Once they agreed, life felt like it picked up speed by 10x, but after a year of little to do (safely), it’s been great, though tricky, to have a full calendar again. It has taken some adjustment for me to coach them through new habits so that they can keep the above commitments, but we are finally achieving a flow.
Just as discipline is the difference between playing sports and being an athlete, discipline also makes a difference between being a boss and being a leader.
So, I want to ask you:
- Did anyone have a similar talk with someone before leadership was hoisted upon you?
- Did someone explain that implied in leadership is the commitment to continually elevate your consciousness?
- Did they show you how to elevate your consciousness?
- Did they help onboard you into new habits to support this?
If your answer is yes, you are one of too few, and very fortunate.
Some leaders figure this out on their own, sometimes as a result of having poor leaders and sometimes as a result of having great leaders.
Still, forming habits conventionally is challenging just based on the anatomy and function of our brain. The hard-wiring of our survival brain sometimes inhibits our evolved brain when it comes to practicing conscious leadership as well as forming habits.

■ EXERCISES ■
A) Answer these questions from the leadership passage:
(i) By what factor did life feel like it picked up speed once they agreed?
(ii) Discipline is said to be the difference between playing sports and being what?
(iii) What sometimes inhibits our evolved brain?
B) Would you write out the part of the leadership passage that opens with the words containing "Some leaders figure" and closes with "as forming habits."?
This data plays no part in the work.

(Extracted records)

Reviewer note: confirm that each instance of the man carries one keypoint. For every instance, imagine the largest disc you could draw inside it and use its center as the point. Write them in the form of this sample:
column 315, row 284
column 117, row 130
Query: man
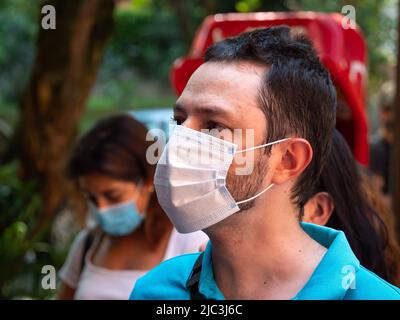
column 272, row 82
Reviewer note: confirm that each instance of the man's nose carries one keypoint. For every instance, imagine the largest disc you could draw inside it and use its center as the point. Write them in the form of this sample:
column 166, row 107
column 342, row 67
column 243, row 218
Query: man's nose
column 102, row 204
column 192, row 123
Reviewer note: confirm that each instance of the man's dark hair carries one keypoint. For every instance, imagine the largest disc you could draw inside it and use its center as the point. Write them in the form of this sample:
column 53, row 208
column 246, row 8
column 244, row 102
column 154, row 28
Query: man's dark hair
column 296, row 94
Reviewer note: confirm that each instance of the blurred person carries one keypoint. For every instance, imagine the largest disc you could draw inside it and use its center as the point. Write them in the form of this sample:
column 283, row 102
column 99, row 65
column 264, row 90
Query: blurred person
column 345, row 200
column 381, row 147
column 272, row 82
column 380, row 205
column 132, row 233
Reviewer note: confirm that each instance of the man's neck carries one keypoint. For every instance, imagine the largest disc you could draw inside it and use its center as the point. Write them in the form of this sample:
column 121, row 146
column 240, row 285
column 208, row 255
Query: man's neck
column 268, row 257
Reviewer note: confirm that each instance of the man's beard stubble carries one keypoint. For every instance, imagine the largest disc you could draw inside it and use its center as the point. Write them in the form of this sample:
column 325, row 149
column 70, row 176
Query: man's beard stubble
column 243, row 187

* * *

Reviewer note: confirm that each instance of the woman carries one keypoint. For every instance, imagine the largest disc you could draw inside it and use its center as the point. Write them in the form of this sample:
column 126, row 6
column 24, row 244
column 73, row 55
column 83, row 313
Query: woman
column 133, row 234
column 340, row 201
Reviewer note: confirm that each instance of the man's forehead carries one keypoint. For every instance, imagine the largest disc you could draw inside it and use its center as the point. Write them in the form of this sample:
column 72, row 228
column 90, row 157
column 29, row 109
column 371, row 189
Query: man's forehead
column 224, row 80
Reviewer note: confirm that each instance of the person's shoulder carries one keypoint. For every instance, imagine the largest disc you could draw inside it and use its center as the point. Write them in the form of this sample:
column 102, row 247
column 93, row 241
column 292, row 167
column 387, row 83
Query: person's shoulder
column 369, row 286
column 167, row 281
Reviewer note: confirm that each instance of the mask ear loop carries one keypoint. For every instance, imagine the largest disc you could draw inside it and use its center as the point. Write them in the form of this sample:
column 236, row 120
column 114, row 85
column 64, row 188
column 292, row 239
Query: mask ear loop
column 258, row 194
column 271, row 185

■ THE SOLUTIONS ■
A)
(i) 10x
(ii) An athlete
(iii) The hard-wiring of our survival brain

B)
Some leaders figure this out on their own, sometimes as a result of having poor leaders and sometimes as a result of having great leaders.
Still, forming habits conventionally is challenging just based on the anatomy and function of our brain. The hard-wiring of our survival brain sometimes inhibits our evolved brain when it comes to practicing conscious leadership as well as forming habits.